*** DATA TO USE

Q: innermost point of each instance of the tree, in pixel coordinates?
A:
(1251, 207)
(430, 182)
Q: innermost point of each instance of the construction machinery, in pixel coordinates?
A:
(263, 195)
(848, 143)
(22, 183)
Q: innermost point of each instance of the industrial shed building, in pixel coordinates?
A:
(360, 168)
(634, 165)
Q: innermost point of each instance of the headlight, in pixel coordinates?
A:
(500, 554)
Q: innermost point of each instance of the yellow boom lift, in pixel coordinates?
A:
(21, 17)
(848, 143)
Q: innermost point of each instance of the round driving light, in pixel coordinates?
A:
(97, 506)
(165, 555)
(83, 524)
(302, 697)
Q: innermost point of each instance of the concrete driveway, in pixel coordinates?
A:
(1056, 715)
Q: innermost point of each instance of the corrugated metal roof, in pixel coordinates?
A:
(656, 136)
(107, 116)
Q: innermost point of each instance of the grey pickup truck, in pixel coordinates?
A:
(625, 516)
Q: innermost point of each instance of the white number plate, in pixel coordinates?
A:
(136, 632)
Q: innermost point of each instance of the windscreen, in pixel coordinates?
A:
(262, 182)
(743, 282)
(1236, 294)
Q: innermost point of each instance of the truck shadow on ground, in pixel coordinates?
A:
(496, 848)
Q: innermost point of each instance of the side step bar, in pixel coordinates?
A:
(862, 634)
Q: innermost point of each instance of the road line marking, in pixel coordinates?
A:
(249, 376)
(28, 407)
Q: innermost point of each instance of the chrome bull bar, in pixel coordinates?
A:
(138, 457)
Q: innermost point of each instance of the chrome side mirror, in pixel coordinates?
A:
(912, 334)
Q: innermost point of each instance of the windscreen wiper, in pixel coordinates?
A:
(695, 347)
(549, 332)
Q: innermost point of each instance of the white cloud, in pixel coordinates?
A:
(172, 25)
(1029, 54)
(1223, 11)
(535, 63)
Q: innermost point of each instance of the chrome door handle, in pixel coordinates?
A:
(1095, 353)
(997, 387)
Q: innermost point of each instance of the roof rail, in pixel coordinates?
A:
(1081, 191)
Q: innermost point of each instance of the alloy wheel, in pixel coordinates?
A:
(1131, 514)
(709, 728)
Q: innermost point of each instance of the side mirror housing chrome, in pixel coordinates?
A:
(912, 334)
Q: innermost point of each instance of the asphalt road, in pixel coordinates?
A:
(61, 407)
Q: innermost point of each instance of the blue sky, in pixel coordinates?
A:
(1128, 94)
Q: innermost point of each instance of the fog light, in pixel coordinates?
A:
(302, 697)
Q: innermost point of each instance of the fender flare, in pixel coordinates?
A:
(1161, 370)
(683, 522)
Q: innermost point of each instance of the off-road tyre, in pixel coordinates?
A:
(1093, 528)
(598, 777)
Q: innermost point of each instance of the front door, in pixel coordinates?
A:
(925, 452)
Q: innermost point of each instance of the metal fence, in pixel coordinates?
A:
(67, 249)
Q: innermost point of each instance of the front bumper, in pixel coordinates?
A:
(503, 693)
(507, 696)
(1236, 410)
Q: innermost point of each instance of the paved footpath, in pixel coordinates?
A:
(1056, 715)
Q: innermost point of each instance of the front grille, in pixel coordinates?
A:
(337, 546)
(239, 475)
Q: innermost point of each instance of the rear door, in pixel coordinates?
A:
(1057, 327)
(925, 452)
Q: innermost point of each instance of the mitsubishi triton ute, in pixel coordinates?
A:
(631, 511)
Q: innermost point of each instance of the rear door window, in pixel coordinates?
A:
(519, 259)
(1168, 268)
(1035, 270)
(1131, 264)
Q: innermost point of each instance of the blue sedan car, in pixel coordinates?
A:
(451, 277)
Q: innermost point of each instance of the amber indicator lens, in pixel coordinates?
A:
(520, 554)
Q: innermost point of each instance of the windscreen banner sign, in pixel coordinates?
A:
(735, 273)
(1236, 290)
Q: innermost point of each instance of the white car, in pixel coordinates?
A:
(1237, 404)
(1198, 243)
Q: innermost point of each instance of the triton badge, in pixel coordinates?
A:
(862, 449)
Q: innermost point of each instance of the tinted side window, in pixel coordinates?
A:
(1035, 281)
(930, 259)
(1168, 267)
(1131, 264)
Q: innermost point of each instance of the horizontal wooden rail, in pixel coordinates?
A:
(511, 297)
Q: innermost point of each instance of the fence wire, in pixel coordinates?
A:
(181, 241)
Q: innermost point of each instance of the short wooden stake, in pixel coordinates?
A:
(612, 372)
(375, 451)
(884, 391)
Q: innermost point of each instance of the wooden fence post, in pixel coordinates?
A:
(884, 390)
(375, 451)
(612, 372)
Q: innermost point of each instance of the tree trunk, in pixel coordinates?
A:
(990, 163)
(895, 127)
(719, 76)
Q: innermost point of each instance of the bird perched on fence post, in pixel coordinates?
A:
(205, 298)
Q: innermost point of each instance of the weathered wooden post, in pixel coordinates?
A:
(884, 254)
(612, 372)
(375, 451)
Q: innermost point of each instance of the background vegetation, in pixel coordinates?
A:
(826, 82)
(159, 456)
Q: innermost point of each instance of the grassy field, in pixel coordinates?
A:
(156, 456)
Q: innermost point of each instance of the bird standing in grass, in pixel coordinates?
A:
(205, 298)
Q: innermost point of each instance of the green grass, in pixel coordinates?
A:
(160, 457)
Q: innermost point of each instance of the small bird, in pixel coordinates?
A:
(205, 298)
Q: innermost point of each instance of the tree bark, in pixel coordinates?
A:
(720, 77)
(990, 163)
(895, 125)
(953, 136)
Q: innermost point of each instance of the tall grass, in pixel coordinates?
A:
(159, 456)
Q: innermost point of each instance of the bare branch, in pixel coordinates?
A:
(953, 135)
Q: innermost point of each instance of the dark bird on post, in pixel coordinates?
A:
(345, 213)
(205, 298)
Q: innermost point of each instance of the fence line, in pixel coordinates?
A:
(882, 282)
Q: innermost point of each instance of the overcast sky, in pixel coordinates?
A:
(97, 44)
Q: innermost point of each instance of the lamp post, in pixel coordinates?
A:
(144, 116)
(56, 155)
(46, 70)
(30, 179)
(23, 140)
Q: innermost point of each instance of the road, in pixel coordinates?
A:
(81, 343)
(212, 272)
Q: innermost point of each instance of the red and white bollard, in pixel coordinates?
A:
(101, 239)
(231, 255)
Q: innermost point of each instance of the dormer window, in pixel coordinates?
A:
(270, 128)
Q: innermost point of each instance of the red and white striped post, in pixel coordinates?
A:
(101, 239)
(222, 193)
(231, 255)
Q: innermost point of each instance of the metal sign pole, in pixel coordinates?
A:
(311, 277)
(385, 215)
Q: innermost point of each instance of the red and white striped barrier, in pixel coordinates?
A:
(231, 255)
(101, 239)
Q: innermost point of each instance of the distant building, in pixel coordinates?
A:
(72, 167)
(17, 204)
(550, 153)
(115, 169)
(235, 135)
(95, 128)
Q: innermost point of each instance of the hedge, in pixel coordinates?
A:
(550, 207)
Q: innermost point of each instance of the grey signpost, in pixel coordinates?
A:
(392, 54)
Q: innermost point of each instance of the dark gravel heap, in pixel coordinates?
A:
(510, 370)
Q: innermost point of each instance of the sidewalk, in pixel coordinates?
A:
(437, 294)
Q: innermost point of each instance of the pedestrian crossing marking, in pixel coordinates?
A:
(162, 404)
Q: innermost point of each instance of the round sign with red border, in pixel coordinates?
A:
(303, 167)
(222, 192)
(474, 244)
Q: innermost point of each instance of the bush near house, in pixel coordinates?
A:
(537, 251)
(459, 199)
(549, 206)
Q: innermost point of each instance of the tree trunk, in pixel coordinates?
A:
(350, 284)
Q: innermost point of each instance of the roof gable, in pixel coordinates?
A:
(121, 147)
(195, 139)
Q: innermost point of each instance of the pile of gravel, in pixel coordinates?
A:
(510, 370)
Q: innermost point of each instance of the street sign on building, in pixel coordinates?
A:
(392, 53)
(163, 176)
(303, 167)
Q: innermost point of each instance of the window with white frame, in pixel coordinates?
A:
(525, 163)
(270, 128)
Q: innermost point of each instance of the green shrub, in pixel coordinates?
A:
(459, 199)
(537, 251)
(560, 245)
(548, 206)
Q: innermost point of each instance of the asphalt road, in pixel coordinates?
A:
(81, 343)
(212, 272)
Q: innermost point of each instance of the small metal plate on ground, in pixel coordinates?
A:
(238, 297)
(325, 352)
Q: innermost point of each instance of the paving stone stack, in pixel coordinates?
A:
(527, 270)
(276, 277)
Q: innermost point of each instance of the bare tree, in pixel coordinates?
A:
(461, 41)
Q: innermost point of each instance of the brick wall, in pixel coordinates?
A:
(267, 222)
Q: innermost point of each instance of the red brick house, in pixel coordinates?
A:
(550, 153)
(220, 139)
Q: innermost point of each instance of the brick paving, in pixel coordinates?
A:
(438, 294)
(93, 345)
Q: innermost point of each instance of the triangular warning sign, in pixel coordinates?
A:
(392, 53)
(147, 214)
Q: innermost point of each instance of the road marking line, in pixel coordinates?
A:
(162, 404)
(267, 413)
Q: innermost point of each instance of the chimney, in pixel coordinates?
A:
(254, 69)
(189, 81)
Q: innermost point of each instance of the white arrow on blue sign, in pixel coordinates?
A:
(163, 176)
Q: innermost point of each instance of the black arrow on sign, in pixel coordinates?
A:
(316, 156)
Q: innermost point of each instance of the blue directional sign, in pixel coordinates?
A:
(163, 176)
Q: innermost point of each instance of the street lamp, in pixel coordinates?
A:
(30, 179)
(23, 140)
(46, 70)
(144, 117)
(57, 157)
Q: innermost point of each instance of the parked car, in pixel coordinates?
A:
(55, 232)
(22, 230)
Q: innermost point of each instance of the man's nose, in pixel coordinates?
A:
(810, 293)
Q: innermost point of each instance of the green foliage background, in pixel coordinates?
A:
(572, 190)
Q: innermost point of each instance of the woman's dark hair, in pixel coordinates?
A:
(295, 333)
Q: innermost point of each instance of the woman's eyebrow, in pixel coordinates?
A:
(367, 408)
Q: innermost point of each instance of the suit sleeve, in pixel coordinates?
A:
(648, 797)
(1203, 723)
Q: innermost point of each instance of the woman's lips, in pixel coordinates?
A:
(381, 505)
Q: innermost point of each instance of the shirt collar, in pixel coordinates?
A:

******

SHORT TASK:
Copy out the material unchanged, starting at the line that contains "Q: innermost point of each instance of the street lamp, in" and ending at the final line of the material.

RESPONSE FOR THIS EXERCISE:
Q: innermost point of each instance of the street lamp, in pixel coordinates?
A:
(30, 179)
(23, 140)
(46, 70)
(144, 117)
(57, 157)
Q: innermost point of each instance of the parked car, in pixel coordinates?
A:
(55, 232)
(22, 230)
Q: innermost point of each instance of the man's nose, in pixel coordinates?
A:
(810, 293)
Q: innermost point of each instance of the green foliage background, in pixel coordinates?
A:
(572, 190)
Q: innermost point of each instance of the woman's dark hair, in pixel coordinates?
A:
(295, 333)
Q: innermost point of each instance of the woman's eyebrow, in pixel coordinates?
A:
(367, 408)
Q: innermost point of each instance of the suit sleeve, in pixel coordinates?
A:
(648, 797)
(1203, 723)
Q: innermost point of each instance of the woman's lips, in pixel coordinates?
A:
(381, 505)
Q: innermost point of each instance of the shirt collar, in pixel coordinates?
A:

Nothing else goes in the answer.